Proszę przepisać fragment wpisów od wiersza zawierającego „find the pink” aż do ostatniego wpisu, zmieniając w nim „muddy ground” na „wet soil”. Poza tym nic nie zmieniaj.

<<<<

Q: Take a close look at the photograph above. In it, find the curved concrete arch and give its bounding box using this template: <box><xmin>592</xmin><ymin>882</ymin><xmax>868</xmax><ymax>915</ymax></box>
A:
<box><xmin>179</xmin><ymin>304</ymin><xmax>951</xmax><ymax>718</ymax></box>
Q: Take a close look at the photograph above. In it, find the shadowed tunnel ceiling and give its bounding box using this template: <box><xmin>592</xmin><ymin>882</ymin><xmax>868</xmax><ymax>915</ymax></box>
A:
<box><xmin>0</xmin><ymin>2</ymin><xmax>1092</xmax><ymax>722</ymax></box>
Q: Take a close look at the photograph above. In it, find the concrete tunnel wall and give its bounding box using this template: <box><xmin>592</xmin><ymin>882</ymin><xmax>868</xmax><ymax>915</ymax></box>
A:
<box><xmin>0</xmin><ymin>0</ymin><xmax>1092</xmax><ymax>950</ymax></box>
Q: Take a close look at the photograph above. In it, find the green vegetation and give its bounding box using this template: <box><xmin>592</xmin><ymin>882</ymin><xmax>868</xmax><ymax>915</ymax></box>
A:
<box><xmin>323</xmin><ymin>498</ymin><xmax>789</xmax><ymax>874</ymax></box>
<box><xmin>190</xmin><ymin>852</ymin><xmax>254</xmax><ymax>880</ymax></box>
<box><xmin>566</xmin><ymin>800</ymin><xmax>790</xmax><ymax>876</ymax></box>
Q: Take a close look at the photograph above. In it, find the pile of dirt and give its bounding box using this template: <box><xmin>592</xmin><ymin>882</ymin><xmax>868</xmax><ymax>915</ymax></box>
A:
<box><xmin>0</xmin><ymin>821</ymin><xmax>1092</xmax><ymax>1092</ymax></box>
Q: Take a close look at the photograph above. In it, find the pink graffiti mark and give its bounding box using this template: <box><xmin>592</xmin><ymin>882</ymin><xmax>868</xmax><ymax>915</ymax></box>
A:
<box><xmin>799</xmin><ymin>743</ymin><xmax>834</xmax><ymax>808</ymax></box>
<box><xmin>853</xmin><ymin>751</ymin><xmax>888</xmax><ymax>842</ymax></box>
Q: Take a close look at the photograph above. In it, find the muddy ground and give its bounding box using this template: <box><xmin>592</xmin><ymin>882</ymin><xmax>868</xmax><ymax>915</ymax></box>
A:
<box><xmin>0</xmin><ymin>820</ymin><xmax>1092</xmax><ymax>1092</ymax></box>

>>>>

* _ODPOWIEDŹ PISEMNA_:
Q: Take a close look at the photograph above. In it, find the pink graffiti mark and give its bounding box using this template: <box><xmin>592</xmin><ymin>882</ymin><xmax>868</xmax><ymax>915</ymax></box>
A:
<box><xmin>799</xmin><ymin>743</ymin><xmax>834</xmax><ymax>808</ymax></box>
<box><xmin>853</xmin><ymin>751</ymin><xmax>888</xmax><ymax>842</ymax></box>
Q: Take a close look at the photograph above. In it, find the wet soil and give its bounding box using this template: <box><xmin>592</xmin><ymin>882</ymin><xmax>868</xmax><ymax>915</ymax></box>
A:
<box><xmin>0</xmin><ymin>820</ymin><xmax>1092</xmax><ymax>1092</ymax></box>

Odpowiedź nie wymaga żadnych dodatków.